_Input data_:
• • • • • • •

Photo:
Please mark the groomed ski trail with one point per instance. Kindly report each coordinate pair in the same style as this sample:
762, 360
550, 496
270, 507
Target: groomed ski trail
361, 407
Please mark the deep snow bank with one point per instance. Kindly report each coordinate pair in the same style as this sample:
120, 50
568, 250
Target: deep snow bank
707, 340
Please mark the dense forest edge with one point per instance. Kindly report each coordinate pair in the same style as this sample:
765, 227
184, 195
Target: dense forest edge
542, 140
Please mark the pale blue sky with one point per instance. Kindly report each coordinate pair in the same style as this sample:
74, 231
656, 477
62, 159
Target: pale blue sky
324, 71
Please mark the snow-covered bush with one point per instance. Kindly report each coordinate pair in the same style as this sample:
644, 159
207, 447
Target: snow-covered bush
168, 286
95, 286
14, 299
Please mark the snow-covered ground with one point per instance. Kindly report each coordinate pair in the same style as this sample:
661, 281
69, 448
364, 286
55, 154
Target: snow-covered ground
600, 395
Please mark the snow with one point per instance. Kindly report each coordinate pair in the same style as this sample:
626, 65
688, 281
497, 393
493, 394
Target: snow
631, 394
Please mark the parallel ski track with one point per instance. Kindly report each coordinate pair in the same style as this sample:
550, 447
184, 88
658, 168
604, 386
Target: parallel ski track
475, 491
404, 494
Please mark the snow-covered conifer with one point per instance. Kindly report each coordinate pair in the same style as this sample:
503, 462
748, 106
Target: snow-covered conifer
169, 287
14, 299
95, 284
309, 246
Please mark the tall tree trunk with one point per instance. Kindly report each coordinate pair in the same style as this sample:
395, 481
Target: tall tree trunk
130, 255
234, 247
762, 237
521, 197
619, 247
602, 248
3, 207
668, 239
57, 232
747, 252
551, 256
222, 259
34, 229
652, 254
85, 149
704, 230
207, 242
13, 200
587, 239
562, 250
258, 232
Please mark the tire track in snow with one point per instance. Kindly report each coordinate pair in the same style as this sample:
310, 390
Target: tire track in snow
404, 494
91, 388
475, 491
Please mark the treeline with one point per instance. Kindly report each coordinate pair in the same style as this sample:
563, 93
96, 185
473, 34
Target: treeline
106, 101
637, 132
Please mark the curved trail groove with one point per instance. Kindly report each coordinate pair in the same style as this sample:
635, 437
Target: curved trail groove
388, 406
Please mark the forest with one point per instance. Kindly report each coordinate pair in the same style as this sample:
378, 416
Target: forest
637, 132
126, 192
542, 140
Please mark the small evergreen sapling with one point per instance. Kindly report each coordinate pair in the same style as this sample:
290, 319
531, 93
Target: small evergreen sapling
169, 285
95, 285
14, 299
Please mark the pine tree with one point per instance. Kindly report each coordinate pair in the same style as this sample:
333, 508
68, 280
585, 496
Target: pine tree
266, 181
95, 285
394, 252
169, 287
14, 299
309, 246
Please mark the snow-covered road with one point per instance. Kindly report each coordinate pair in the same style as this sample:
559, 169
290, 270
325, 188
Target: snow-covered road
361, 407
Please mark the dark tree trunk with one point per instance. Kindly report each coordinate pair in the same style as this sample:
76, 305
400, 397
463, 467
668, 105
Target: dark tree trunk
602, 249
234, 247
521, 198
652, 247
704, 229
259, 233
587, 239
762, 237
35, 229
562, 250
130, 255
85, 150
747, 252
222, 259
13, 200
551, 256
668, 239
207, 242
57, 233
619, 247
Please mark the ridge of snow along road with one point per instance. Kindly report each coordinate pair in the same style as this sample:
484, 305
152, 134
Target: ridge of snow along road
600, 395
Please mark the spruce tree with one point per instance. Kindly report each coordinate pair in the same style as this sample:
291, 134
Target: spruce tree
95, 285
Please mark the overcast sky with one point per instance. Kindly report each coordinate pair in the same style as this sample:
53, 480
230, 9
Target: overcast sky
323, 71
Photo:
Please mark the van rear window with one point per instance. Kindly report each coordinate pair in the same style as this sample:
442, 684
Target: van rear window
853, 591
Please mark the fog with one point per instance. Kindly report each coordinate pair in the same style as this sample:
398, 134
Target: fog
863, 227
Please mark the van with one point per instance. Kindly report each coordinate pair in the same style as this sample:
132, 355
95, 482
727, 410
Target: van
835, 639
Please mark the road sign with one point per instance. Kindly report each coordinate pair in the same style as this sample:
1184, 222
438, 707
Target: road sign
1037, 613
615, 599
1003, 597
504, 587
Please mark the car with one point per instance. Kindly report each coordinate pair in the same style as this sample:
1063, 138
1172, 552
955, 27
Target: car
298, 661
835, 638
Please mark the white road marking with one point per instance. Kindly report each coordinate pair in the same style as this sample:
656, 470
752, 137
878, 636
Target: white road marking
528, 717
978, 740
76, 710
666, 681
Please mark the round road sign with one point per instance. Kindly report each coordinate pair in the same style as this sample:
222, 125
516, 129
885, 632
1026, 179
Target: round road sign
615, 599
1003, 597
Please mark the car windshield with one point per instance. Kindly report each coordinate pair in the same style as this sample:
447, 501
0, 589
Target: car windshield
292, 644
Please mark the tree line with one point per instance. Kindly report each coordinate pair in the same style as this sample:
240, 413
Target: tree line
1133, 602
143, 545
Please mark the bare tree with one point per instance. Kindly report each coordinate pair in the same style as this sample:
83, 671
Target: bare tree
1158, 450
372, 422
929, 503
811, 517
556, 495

• • • • • • •

_Objective_: Print every one of the entries above again, line for line, with nothing changed.

_Result of the task_:
Photo:
Please mark the groomed ski trail with one point per instance. Kindly report each coordinate pair in the same style as this sample:
762, 360
550, 496
270, 507
Target: groomed ski trail
361, 407
Please mark the deep snow bank with one point per instance. Kindly report each coordinate pair in the same style as this sample:
120, 50
568, 250
Target: deep snow bank
707, 340
Please mark the dense forest edge with one point per instance. Kindly report each coordinate pair in the same style as this sample:
765, 227
184, 195
Target: dense forest edge
542, 140
Please mark the pale blue sky with one point per instance. Kindly report each coordinate pair in the same style as this sample:
74, 231
656, 477
62, 159
Target: pale blue sky
324, 71
Please mark the snow-covered bush with one point per instance. Kindly report each coordinate pair in the same style as this sample:
644, 159
207, 447
Target: snow-covered bush
168, 286
95, 286
14, 299
Please mark the snow-covered ground with one point per instance. Kindly report each coordinate pair in the same style as this sample:
661, 281
69, 448
364, 286
55, 154
Target: snow-covered ground
600, 395
Please mark the snow with one point per instance. Kindly report each coordinate pair in the same style as this sample:
626, 65
688, 281
497, 393
493, 394
Target: snow
631, 394
Please mark the parallel ski track with one point per instance. Kindly report each coordinate pair in the same style as this sample:
550, 447
184, 88
658, 168
604, 386
Target: parallel ski track
475, 491
404, 494
Please mark the snow-covered conifer with one point per instance. Kindly report each coordinate pair in the same style as this sample:
503, 462
748, 106
Target: snow-covered conifer
169, 287
14, 299
95, 284
309, 246
Please mark the tall tree trunk with one point per instance. Kindly report each coordinate pair in the same style as this sample:
395, 481
Target: tall tree trunk
130, 255
234, 247
762, 237
521, 197
619, 247
602, 248
3, 207
668, 239
57, 232
747, 252
551, 256
222, 259
34, 229
652, 254
85, 149
704, 230
207, 242
13, 200
587, 239
562, 250
258, 232
Please mark the tire track in snow with one point per instance. Kindly report each coordinate pair in the same style as this sample:
310, 390
Target: tire track in snow
404, 494
91, 388
475, 491
Please mark the treeline with one point per instance. Kindly report each coordinate pair in the same style as this sample:
563, 93
96, 185
473, 34
Target: treeline
106, 101
637, 132
Please mark the curved trail groove with one point per instance. Kindly report each coordinate pair in the same style as this sample:
635, 437
Target: curved trail groove
388, 406
Please mark the forest with one point per instance. Kindly report each coordinate pair in the same style as this sample:
378, 416
Target: forest
637, 132
126, 192
542, 140
Please mark the small evergreen sapling with one point per instance. Kindly report each coordinate pair in the same style as this sample:
290, 319
531, 93
Target: small evergreen sapling
169, 285
95, 285
14, 299
Please mark the pine tree with one point per instance. Kindly report each coordinate pair in the same style as this sample:
333, 508
68, 280
585, 496
Target: pine tree
266, 181
95, 285
394, 252
169, 287
14, 299
309, 246
Please mark the snow-covered road with one point per instance. Kindly report each coordinate pair in the same style as this sample:
559, 169
290, 270
325, 188
Target: snow-covered road
361, 407
Please mark the dark tree trunk with one point per instance. Kindly report each coordinate pair in the same style as this sample:
76, 305
400, 397
463, 467
668, 105
Target: dark tree trunk
602, 249
234, 247
521, 198
652, 247
704, 229
259, 233
587, 239
762, 237
35, 229
562, 250
130, 255
85, 150
747, 252
222, 259
13, 200
551, 256
668, 239
207, 242
57, 233
619, 247
Please mark the ridge of snow along road with one point per instance. Kindly report each coordinate pair in the same style as this sample:
484, 305
152, 134
Target: ridge of snow along road
600, 395
Please mark the spruce tree with one point per instance. Kindly report each coordinate pair in the same style as this sample:
291, 134
Target: spruce tree
95, 285
Please mark the overcast sky with one point per instance. Kindly report each coordinate pair in the same style as this sample:
53, 480
230, 9
Target: overcast sky
323, 71
Photo:
Please mark the van rear window with one point per instance. Kindly report each coordinate pair in the same style as this sample:
442, 684
Target: van rear window
853, 591
Please mark the fog with one point per instance. Kindly report each coordinate pair in the same style as this sample:
398, 134
Target: fog
863, 227
Please mark the van with one point per instance. Kindly report each coordinate pair in the same style as this sample:
132, 355
95, 482
727, 410
Target: van
835, 639
Please mark the road sign with one point per instance. Kindly report each coordinate pair in the same style as this sample:
1184, 222
438, 707
Target: road sign
1037, 613
615, 599
1003, 597
504, 587
Please mark the car with one point per instance. Kindly report each coordinate pair in the same style as this sample:
1063, 138
1172, 552
955, 27
Target: car
298, 661
835, 638
Please mark the white road marking with one point per instance. Kindly report each coordinate pair in the same style as this sample:
656, 470
752, 137
878, 636
Target: white road marking
528, 717
978, 740
76, 710
666, 681
Please mark the round road sign with one point per instance. Kindly report each coordinate pair in the same style as this sample:
222, 125
516, 129
885, 632
1026, 179
Target: round road sign
615, 599
1003, 597
Please mark the car windshield with one point per instance. Kindly report each coordinate pair in the same style as this sample:
447, 501
0, 589
Target: car windshield
292, 644
Please mark the tree line with one point per instance. Kindly report each coordinate pair in the same style as this sample:
240, 413
Target: tree line
1133, 602
143, 545
Please mark the bare tree with one point per instance. Kindly report each coordinate pair in the same style as this sample:
83, 671
Target: bare tree
1158, 450
372, 422
929, 503
811, 517
556, 495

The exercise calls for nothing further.